(Document section):
Medicaid Financing for Services in Supportive Housing for Chronically Homeless People: Current Practices and Opportunities. 9. Conclusions and Implications


Many people are applying considerable effort to finding ways to use Medicaid more consistently to reimburse the costs of services to address the health and behavioral health problems of formerly homeless PSH tenants in ways that help them stay healthy and housed. One of the questions looming over PSH providers--how can we get our clients enrolled?--will change in 2014, when nearly all of their clients will become Medicaid-eligible. But these providers may still need help bringing Medicaid-reimbursed services to their clients. The biggest remaining questions are: “What can be done to get the most effective mix of services covered through Medicaid?” and “What can be done to simplify the reimbursement process?”

The environmental scan conducted for this project found some promising approaches to using Medicaid to finance effective models of care for chronically homeless people with complex health and behavioral health problems. Among those that seem to help fund services in PSH are approaches that:

  • Support partnerships or expansions of organizational capacity and development of clinical practices and tools (such as integrated intake and service records) that integrate care for medical and behavioral health problems and reduce fragmentation.

  • Adapt medical/service necessity criteria to recognize complex co-occurring conditions and homelessness in addition to a single diagnosis, instead of requiring that every service be justified in terms of a client’s mental illness.

  • Establish payment mechanisms that enable interdisciplinary teams to deliver services.

  • Adapt “gatekeeping” or Utilization Review functions to accommodate hard-to-engage and highly vulnerable homeless people.

  • Invest in building the capacity of non-traditional service-providers who serve very vulnerable homeless adults (including organizations providing services in PSH) to become qualified Medicaid providers, and to establish administrative capacity to bill for services.

(Activity list):
1) According to the Medicaid financing text, what will happen in 2014 to nearly all clients of PSH providers?
2) Please pick up the Medicaid financing text after its last bullet and continue it.
The lines that follow the Medicaid financing text are separate material.

Data entries:
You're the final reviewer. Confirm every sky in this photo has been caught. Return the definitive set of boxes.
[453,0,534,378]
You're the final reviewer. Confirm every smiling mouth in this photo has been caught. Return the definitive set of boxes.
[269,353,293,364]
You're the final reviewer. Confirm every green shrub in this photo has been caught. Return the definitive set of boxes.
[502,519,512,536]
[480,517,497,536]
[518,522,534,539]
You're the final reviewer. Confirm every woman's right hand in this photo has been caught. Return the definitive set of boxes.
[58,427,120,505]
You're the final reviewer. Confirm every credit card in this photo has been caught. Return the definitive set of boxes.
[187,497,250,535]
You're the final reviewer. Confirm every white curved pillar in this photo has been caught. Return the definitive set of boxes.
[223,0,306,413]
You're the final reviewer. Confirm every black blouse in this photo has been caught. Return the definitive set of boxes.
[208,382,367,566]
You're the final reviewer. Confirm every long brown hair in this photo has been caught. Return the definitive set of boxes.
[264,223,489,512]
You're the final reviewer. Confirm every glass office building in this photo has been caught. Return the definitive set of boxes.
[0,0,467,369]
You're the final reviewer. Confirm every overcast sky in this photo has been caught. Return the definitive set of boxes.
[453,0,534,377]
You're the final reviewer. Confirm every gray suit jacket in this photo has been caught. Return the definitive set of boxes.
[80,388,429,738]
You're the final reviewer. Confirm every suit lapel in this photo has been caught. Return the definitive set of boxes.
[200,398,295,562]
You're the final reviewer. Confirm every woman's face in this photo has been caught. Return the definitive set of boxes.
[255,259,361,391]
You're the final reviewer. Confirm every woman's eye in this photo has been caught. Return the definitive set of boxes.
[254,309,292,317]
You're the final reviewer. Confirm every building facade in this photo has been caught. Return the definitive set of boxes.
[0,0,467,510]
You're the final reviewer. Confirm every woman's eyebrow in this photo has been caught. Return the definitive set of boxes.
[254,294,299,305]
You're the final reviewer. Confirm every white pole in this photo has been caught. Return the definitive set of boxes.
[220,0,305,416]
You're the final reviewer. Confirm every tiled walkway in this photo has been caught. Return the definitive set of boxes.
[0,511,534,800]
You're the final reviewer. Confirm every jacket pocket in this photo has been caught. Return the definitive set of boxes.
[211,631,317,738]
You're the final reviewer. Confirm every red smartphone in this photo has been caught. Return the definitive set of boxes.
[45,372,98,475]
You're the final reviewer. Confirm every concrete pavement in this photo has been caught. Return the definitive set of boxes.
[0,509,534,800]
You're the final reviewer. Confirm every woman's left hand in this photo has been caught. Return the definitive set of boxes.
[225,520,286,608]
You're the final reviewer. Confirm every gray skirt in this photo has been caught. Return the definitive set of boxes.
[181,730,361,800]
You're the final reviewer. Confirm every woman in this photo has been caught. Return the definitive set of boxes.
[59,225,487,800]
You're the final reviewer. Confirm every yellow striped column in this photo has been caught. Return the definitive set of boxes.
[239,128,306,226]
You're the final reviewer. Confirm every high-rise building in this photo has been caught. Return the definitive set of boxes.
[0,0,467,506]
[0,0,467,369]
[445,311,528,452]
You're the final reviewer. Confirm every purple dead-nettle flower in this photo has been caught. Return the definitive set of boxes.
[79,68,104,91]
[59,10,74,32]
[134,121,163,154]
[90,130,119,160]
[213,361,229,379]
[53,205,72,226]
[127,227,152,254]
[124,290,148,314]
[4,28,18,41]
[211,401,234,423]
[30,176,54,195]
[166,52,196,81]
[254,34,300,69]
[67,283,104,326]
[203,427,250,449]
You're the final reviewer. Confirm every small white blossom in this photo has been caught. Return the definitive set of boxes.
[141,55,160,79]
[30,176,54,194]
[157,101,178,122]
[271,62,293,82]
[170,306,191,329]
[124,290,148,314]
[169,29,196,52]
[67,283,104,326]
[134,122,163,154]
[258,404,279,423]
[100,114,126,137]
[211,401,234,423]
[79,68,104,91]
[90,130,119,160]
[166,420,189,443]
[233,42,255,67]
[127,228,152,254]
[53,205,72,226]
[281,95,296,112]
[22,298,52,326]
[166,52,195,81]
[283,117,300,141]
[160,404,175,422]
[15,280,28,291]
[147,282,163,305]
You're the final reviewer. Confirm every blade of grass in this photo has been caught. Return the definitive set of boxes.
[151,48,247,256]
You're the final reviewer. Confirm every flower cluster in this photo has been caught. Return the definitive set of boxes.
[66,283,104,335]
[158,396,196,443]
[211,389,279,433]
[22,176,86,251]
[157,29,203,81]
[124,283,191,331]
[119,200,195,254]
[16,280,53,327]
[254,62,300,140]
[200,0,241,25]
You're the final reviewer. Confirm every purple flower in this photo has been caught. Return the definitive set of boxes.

(Answers for the tasks):
1) Nearly all of them will become Medicaid-eligible.

2)
Documenting the strategies that are a growing part of current practice can encourage broader use of these practices. These include Medicaid-covered services such as CSTs or the delivery of primary care and behavioral health services provided by FQHCs. In addition, the ACA creates or supports the expansion of many innovations in care delivery and financing. Some of these seem particularly promising for improving care for people who are chronically homeless and providing opportunities or incentives to link health care to permanent housing. These include:

  • Health homes.

  • Behavioral and Primary Care integration demonstrations.

  • 1915(i) HCBS Option.

  • Dual-eligible demonstrations.

The outlook is mixed for states to move in the direction of providing Medicaid coverage and reimbursement for more services for chronically homeless people with complex health and behavioral health problems. Even when federal matching rates are high--as they are for the new Health Home Medicaid Option--states are wary of expanding benefits if they cannot limit fiscal risk for costs in future years. Many states now have significant budget shortfalls, often accompanied by hiring freezes, layoffs, and/or unpaid furlough days for state workers, against a backdrop of prolonged budget battles playing out in state capitals. This makes it harder for staff and agency leaders to do the labor-intensive work of engaging with local stakeholders and federal officials to develop new programs or amend state Medicaid Plans in order to help move chronically homeless people into permanent housing and support them while they are there, while avoiding the costs for emergency, inpatient, and long-term care for this population.